# [WHAT IS NEEDED]
From the text below about the writer's meetings on constitutional review, list every government office-holder the writer says they met with.

Attorney-General Brewah & Vice President Jalloh
In November 2020, Dr Bright and I visited the H.E. the Vice President and the Attorney General and Minister of Justice to seek their support. They informed us about the work of the Ministerial Committee on the Justice Cowan Constitution Review Committee report. We gave them copies of our documents. They promised that the Coordinator of the Committee would contact us. To date, we have not yet been contacted.
Note: I met with H. E. the President twice this year on the above issues. He promised to act. I look forward to meeting him and his team again in the near future.
From the above narration, one could discern our strenuous efforts for bipartisanship to mobilize support for a progressive and inclusive governance agenda.
I urge that:
- We set up the mechanism for the diaspora to register and vote in their countries of residence within the shortest possible time, and
- Pass legislation to grant women and young professionals greater political participation.
I am convinced that a public debate of my proposed Bill will set the stage for the Government’s White Paper on the Constituion Review Committee report. Both efforts can converge to yield a more inclusive polity.

# [DATASET EXTRACT]
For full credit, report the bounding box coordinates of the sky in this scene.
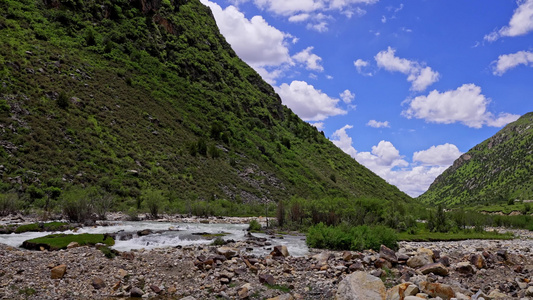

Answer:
[201,0,533,197]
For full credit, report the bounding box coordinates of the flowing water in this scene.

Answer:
[0,221,309,256]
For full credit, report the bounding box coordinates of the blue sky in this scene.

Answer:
[201,0,533,196]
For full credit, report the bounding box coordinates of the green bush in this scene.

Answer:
[306,223,398,251]
[248,219,261,232]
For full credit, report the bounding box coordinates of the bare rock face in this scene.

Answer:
[50,265,67,279]
[336,271,387,300]
[420,282,455,300]
[418,263,450,276]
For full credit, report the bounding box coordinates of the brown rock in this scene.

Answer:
[50,265,67,279]
[150,285,161,294]
[91,277,106,290]
[67,242,80,249]
[259,274,276,285]
[379,245,398,264]
[420,281,455,300]
[270,245,289,257]
[418,263,450,276]
[455,261,476,275]
[342,251,353,261]
[470,254,487,269]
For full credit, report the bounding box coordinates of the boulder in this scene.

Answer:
[259,274,276,285]
[270,245,289,257]
[455,261,476,275]
[50,265,67,279]
[336,271,386,300]
[379,245,398,264]
[470,254,487,269]
[91,277,105,290]
[418,263,450,276]
[217,246,239,259]
[420,281,455,300]
[67,242,80,249]
[130,287,144,298]
[407,248,433,269]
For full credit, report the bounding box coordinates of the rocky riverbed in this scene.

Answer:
[0,214,533,300]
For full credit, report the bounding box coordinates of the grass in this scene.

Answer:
[22,233,115,250]
[398,231,514,242]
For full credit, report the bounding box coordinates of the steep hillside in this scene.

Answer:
[419,113,533,205]
[0,0,410,209]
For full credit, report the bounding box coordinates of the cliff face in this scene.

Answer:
[0,0,409,203]
[419,113,533,205]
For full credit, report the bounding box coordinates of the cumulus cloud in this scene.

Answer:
[366,120,390,128]
[276,80,347,121]
[292,47,324,72]
[492,51,533,76]
[402,84,520,128]
[340,90,355,104]
[331,125,462,197]
[413,143,463,166]
[201,0,294,83]
[353,58,372,76]
[374,47,440,92]
[484,0,533,42]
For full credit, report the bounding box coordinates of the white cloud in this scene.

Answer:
[276,80,347,121]
[309,122,326,130]
[402,84,520,128]
[485,0,533,42]
[353,58,372,76]
[366,120,390,128]
[492,51,533,76]
[331,125,461,197]
[413,143,463,166]
[201,0,294,83]
[340,90,355,104]
[374,47,440,92]
[331,125,357,157]
[292,47,324,71]
[289,14,311,23]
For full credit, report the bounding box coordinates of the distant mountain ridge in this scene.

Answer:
[418,112,533,205]
[0,0,410,203]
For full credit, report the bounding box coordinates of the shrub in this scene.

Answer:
[306,223,398,251]
[0,194,18,216]
[248,219,261,232]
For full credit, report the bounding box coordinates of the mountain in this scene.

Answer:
[418,112,533,205]
[0,0,410,203]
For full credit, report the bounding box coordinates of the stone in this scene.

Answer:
[270,245,289,257]
[455,261,476,275]
[418,263,450,276]
[379,245,398,264]
[50,265,67,279]
[342,251,353,261]
[407,248,434,269]
[336,271,386,300]
[130,287,144,298]
[489,290,509,300]
[91,277,106,290]
[67,242,80,249]
[150,285,161,294]
[217,246,239,259]
[386,282,411,300]
[259,274,276,285]
[470,254,487,269]
[267,294,294,300]
[420,281,455,300]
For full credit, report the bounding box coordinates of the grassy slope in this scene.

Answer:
[418,113,533,206]
[0,0,410,206]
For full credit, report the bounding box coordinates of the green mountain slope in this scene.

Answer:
[418,113,533,205]
[0,0,410,207]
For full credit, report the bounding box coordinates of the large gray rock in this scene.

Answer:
[335,272,387,300]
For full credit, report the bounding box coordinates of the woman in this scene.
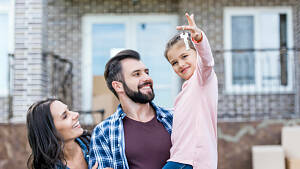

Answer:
[27,99,98,169]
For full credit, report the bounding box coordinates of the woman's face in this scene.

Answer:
[50,100,83,141]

# [SOLUTION]
- The Vice President (Jalloh)
- The Attorney General and Minister of Justice (Brewah)
- The President